§ Passage provided:
»»

But as soon as I approached the first one everything changed as all three directions came together and got entangled involving also many other things.

Anthropocene is a very “hot” thing now both in science and culture, it’s “an informal geologic chronological term that serves to mark the evidence and extent of human activities that have had a significant global impact on the Earth’s ecosystems” It was first used in print in 2000, but is widely discussed nowadays.

It makes think that definition of “nature” as “trees and plants and everything green”, existing on itself and externalized from us which we have in our heads was never actually true. If we accept the timing of anthropocene as suggested from 12,000 before present from the moment of Neolithic Revolution, then all the history of human culture has been bound to the reconstruction of the whole planet according with our needs. Nature was being constructed by us as well as culture and technium and civilization in general and we are the nature as well. And this understanding of entanglement of everything and connection and interaction of all the things is actually also the core idea of many other thought directions which are developed now as well as anthropocene idea itself. And about this connections and how at all it relates to ceramics I will try to talk more in the next post

http://en.wikipedia.org/wiki/Anthropocene

http://www.anthropocene.info/en/home

Steps 3: Including Objects into Ecology

Now going deeper and deeper.

««

§ Items:
»»

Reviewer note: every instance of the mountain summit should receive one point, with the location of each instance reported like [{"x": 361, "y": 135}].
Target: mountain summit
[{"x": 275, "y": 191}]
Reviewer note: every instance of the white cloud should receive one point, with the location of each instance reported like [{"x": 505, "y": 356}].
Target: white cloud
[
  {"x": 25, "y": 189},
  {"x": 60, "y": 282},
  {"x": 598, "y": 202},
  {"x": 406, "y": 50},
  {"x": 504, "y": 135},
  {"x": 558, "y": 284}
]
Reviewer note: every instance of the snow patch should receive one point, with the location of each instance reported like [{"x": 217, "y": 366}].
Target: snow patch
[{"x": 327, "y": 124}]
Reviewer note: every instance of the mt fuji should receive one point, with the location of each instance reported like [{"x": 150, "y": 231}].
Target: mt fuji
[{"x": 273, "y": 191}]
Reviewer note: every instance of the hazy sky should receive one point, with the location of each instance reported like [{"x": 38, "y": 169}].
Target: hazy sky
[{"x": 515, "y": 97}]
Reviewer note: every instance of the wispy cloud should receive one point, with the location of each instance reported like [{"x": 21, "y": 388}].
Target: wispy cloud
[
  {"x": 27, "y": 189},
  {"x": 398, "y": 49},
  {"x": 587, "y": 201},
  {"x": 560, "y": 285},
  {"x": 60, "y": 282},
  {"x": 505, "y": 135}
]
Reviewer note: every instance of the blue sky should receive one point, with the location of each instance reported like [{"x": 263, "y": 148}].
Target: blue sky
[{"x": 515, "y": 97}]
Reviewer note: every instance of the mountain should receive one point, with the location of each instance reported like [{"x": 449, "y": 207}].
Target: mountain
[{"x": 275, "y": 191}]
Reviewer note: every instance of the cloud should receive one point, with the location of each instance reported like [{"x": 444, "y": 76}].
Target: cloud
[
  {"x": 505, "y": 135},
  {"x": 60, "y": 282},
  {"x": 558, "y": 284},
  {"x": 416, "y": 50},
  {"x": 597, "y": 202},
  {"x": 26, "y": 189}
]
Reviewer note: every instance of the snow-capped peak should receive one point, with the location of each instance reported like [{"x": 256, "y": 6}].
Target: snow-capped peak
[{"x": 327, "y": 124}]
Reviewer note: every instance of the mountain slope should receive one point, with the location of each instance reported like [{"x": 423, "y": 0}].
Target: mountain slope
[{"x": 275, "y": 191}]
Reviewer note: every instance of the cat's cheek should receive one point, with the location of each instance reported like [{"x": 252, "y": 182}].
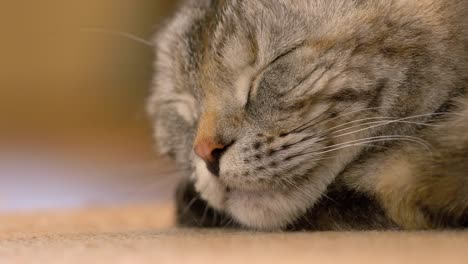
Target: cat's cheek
[
  {"x": 263, "y": 212},
  {"x": 209, "y": 187}
]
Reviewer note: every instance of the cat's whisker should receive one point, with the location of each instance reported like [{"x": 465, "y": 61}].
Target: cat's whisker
[
  {"x": 364, "y": 141},
  {"x": 118, "y": 34},
  {"x": 323, "y": 122},
  {"x": 401, "y": 120}
]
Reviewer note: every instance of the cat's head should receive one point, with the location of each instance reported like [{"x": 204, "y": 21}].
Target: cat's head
[{"x": 268, "y": 101}]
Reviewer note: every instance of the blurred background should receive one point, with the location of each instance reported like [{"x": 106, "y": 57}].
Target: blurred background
[{"x": 73, "y": 129}]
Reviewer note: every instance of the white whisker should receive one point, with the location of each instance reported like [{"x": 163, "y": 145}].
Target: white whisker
[{"x": 119, "y": 34}]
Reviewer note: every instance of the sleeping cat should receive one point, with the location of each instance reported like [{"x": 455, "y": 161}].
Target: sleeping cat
[{"x": 316, "y": 114}]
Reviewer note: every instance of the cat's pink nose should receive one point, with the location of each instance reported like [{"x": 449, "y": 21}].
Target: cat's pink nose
[{"x": 208, "y": 150}]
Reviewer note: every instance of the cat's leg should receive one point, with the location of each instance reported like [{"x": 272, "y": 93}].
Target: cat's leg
[{"x": 193, "y": 211}]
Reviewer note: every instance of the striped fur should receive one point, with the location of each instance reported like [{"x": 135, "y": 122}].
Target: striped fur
[{"x": 331, "y": 109}]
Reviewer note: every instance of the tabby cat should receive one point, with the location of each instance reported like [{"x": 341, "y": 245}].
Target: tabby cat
[{"x": 316, "y": 114}]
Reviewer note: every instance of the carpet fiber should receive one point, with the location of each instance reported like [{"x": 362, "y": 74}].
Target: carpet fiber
[{"x": 146, "y": 235}]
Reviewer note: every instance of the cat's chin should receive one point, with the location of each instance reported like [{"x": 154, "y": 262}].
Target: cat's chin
[{"x": 263, "y": 210}]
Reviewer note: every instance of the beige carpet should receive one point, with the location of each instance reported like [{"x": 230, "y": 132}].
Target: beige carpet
[{"x": 146, "y": 235}]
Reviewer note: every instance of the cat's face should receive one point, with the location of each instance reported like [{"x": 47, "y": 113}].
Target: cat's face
[{"x": 268, "y": 102}]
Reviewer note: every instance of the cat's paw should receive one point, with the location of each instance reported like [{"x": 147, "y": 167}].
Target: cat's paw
[{"x": 193, "y": 211}]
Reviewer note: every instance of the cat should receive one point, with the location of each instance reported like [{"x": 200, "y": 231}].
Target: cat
[{"x": 316, "y": 114}]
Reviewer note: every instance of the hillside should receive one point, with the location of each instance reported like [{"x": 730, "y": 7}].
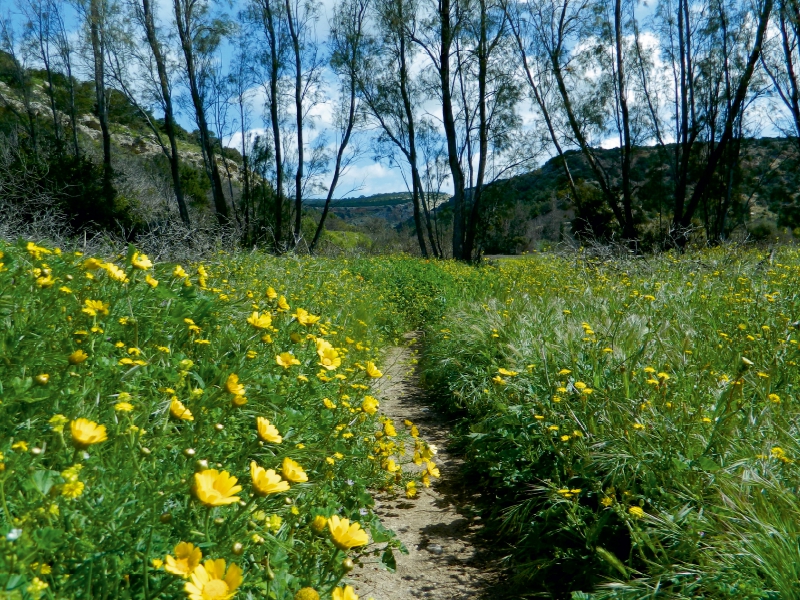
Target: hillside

««

§ Prompt A: According to the passage on the Anthropocene, in what year was the term first used in print?
§ Prompt B: Reproduce the part of the passage on the Anthropocene that opens with the words containing "But as soon" and closes with "widely discussed nowadays.".

§ Solution A: 2000

§ Solution B:
But as soon as I approached the first one everything changed as all three directions came together and got entangled involving also many other things.

Anthropocene is a very “hot” thing now both in science and culture, it’s “an informal geologic chronological term that serves to mark the evidence and extent of human activities that have had a significant global impact on the Earth’s ecosystems” It was first used in print in 2000, but is widely discussed nowadays.